## [What you are asked to do]
Convert all of the data below into a JSON list of strings, one string per line, leaving out blank lines and the pictures.

## [Input]
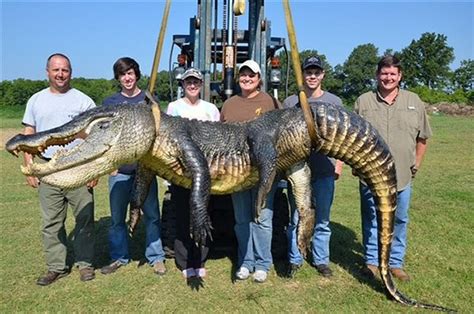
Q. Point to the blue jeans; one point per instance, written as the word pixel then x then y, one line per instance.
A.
pixel 323 195
pixel 369 227
pixel 120 188
pixel 254 240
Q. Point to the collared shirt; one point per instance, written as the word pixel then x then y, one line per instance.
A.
pixel 399 124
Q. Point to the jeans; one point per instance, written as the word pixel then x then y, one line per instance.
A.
pixel 120 188
pixel 323 195
pixel 54 202
pixel 369 227
pixel 254 240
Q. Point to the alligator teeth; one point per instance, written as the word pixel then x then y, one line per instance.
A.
pixel 26 170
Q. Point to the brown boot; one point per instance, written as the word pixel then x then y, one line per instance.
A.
pixel 370 271
pixel 50 277
pixel 400 274
pixel 159 268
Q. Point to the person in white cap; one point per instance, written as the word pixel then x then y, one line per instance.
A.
pixel 253 239
pixel 189 258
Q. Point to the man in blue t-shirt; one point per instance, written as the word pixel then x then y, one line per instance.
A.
pixel 324 171
pixel 127 72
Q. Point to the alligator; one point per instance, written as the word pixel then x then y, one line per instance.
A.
pixel 221 158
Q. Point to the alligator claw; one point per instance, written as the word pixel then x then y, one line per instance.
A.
pixel 135 215
pixel 200 233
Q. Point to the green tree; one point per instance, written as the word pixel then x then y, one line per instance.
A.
pixel 464 76
pixel 358 72
pixel 426 61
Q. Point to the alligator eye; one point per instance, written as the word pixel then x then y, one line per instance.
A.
pixel 104 125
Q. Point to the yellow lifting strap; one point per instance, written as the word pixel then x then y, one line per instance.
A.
pixel 295 59
pixel 159 46
pixel 239 7
pixel 155 109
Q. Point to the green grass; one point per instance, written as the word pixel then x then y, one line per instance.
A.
pixel 439 259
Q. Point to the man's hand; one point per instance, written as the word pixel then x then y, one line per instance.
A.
pixel 92 184
pixel 338 169
pixel 32 181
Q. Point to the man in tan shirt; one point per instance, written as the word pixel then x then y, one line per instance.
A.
pixel 400 118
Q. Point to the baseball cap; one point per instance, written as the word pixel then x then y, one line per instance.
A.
pixel 192 72
pixel 313 61
pixel 252 65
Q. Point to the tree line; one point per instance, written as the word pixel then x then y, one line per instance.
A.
pixel 425 65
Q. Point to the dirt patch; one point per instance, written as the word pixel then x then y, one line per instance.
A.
pixel 450 109
pixel 6 134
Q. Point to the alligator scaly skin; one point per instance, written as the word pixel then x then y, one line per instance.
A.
pixel 212 157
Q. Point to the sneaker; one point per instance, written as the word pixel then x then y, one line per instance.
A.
pixel 243 273
pixel 86 273
pixel 111 268
pixel 370 271
pixel 260 276
pixel 324 270
pixel 189 273
pixel 400 274
pixel 201 272
pixel 159 268
pixel 292 269
pixel 50 277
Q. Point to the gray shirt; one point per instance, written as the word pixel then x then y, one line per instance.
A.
pixel 320 164
pixel 399 124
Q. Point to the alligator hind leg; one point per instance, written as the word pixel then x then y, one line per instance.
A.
pixel 265 157
pixel 140 189
pixel 299 176
pixel 196 165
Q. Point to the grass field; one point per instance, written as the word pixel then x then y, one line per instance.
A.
pixel 440 254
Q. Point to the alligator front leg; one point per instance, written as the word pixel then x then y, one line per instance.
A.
pixel 299 176
pixel 196 166
pixel 264 156
pixel 140 189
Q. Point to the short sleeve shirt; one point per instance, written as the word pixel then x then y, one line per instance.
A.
pixel 116 99
pixel 46 110
pixel 399 124
pixel 202 110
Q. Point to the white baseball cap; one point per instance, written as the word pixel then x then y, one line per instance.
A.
pixel 252 65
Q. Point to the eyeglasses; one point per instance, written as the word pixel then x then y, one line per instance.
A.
pixel 192 82
pixel 249 74
pixel 316 73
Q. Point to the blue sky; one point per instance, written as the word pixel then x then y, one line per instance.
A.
pixel 95 33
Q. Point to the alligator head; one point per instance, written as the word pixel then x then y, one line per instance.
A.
pixel 107 138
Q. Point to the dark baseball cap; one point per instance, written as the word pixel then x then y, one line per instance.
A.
pixel 313 61
pixel 192 72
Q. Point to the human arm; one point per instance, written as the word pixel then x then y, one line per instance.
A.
pixel 420 149
pixel 338 169
pixel 28 158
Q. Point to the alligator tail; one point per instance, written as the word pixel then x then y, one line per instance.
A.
pixel 348 137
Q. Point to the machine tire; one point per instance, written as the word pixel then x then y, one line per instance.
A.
pixel 221 211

## [Exercise solution]
[
  "Q. Point to the blue jeans; one point per instance, written as the word pixel then x then y, one line per instance.",
  "A.",
  "pixel 323 195",
  "pixel 369 227",
  "pixel 120 188",
  "pixel 254 240",
  "Q. Point to the collared shirt; one point per instance, written as the word pixel then x then y, one line per instance.",
  "A.",
  "pixel 399 124",
  "Q. Point to the jeans; one point per instance, written as the word pixel then x then y, one line per instance.",
  "A.",
  "pixel 120 188",
  "pixel 323 195",
  "pixel 54 202",
  "pixel 369 227",
  "pixel 254 240",
  "Q. Point to the alligator teeth; one point per instance, written as the word pixel then x then y, one line per instance.",
  "A.",
  "pixel 26 170",
  "Q. Point to the brown boot; one point per instance, written as the word pixel then x then y, one line per instance.",
  "A.",
  "pixel 370 271",
  "pixel 50 277",
  "pixel 400 274",
  "pixel 159 268",
  "Q. Point to the person in white cap; one point per instance, written as the word pixel then x then y, one line per instance.",
  "A.",
  "pixel 253 239",
  "pixel 189 258",
  "Q. Point to the man in blue t-shirt; one point per instance, written as the word pixel then x then y, one line per instance.",
  "A.",
  "pixel 324 171",
  "pixel 127 72",
  "Q. Point to the alligator; one point per instance, written as the word pixel then x then y, one line per instance.",
  "A.",
  "pixel 221 158",
  "Q. Point to the alligator claw; one point per instance, written as the word pixel then x then y, one line per instance.",
  "A.",
  "pixel 135 215",
  "pixel 200 233",
  "Q. Point to the green tree; one point per instance, written as the word pixel then x then y, one line per instance.",
  "A.",
  "pixel 464 76",
  "pixel 358 72",
  "pixel 426 61",
  "Q. Point to the alligator eye; one point per instance, written as the word pixel then x then y, one line per instance.",
  "A.",
  "pixel 104 125",
  "Q. Point to the yellow lifting strap; one point per instance, written as the word pixel then x then y, one line per instance.",
  "A.",
  "pixel 295 59",
  "pixel 159 46",
  "pixel 239 7",
  "pixel 155 109",
  "Q. Point to the green grass; one point per instance, written as the word pixel then x then y, one line per instance.",
  "A.",
  "pixel 439 259",
  "Q. Point to the man's hand; one point per instance, written as the word pixel then x then y, one line per instance.",
  "A.",
  "pixel 92 184",
  "pixel 338 169",
  "pixel 32 181",
  "Q. Point to the man in tan shirt; one point per instance, written as the word pixel then x then y, one line per instance.",
  "A.",
  "pixel 400 118",
  "Q. Point to the baseball cap; one point per instance, written as the word pixel then x then y, one line per instance.",
  "A.",
  "pixel 192 72",
  "pixel 313 61",
  "pixel 252 65",
  "Q. Point to the tree line; one point per instance, written as the word pixel then x then y, one line per instance.",
  "A.",
  "pixel 425 65",
  "Q. Point to the dirt patch; one point per instance, written as the word pixel then x then y, one line per instance.",
  "A.",
  "pixel 450 109",
  "pixel 6 134",
  "Q. Point to the alligator scaly skin; one point per instance, written as the word pixel then x then y, one line per instance.",
  "A.",
  "pixel 212 157",
  "Q. Point to the sneaker; one point per instance, written as the word pixel then x then y, one line per instance.",
  "A.",
  "pixel 243 273",
  "pixel 86 273",
  "pixel 111 268",
  "pixel 370 271",
  "pixel 260 276",
  "pixel 324 270",
  "pixel 189 273",
  "pixel 400 274",
  "pixel 201 272",
  "pixel 159 268",
  "pixel 292 269",
  "pixel 50 277",
  "Q. Point to the gray shirt; one point per instance, written as the word pixel then x then y, one line per instance.",
  "A.",
  "pixel 320 164",
  "pixel 399 124",
  "Q. Point to the alligator hind leg; one point per instance, written as the word pixel then x then y, one line per instance.",
  "A.",
  "pixel 265 157",
  "pixel 140 189",
  "pixel 299 176",
  "pixel 196 165",
  "Q. Point to the grass field; one point per instance, written as the word pixel then x then y, one line per instance.",
  "A.",
  "pixel 440 254",
  "Q. Point to the alligator front leg; one point per instance, written as the word pixel then x then y, one line per instance.",
  "A.",
  "pixel 299 176",
  "pixel 196 166",
  "pixel 264 156",
  "pixel 140 189",
  "Q. Point to the short sleeve shirt; one point per instance, written as the word pixel then x then y, one line per instance.",
  "A.",
  "pixel 116 99",
  "pixel 46 110",
  "pixel 399 124",
  "pixel 202 110",
  "Q. Point to the white baseball cap; one point per instance, written as the word pixel then x then y, one line per instance.",
  "A.",
  "pixel 252 65",
  "Q. Point to the eyeglasses; one point per instance, written as the word pixel then x then y, one line per instance.",
  "A.",
  "pixel 192 82",
  "pixel 249 74",
  "pixel 316 73",
  "Q. Point to the blue sky; one point per instance, written as the word pixel then x then y, one line per instance.",
  "A.",
  "pixel 95 33",
  "Q. Point to the alligator head; one point per instance, written as the word pixel then x then y, one line per instance.",
  "A.",
  "pixel 107 138",
  "Q. Point to the dark baseball cap; one point per instance, written as the word pixel then x then y, one line per instance.",
  "A.",
  "pixel 313 61",
  "pixel 192 72",
  "Q. Point to the human arm; one point per instance, written as the word pixel then x then y, one line per instance.",
  "A.",
  "pixel 420 149",
  "pixel 338 169",
  "pixel 28 158",
  "Q. Point to the alligator tail; one point per instance, written as the word pixel then x then y, one line per instance.",
  "A.",
  "pixel 348 137",
  "Q. Point to the machine tire; one point per instance, written as the word pixel then x then y, one line per instance.",
  "A.",
  "pixel 221 211"
]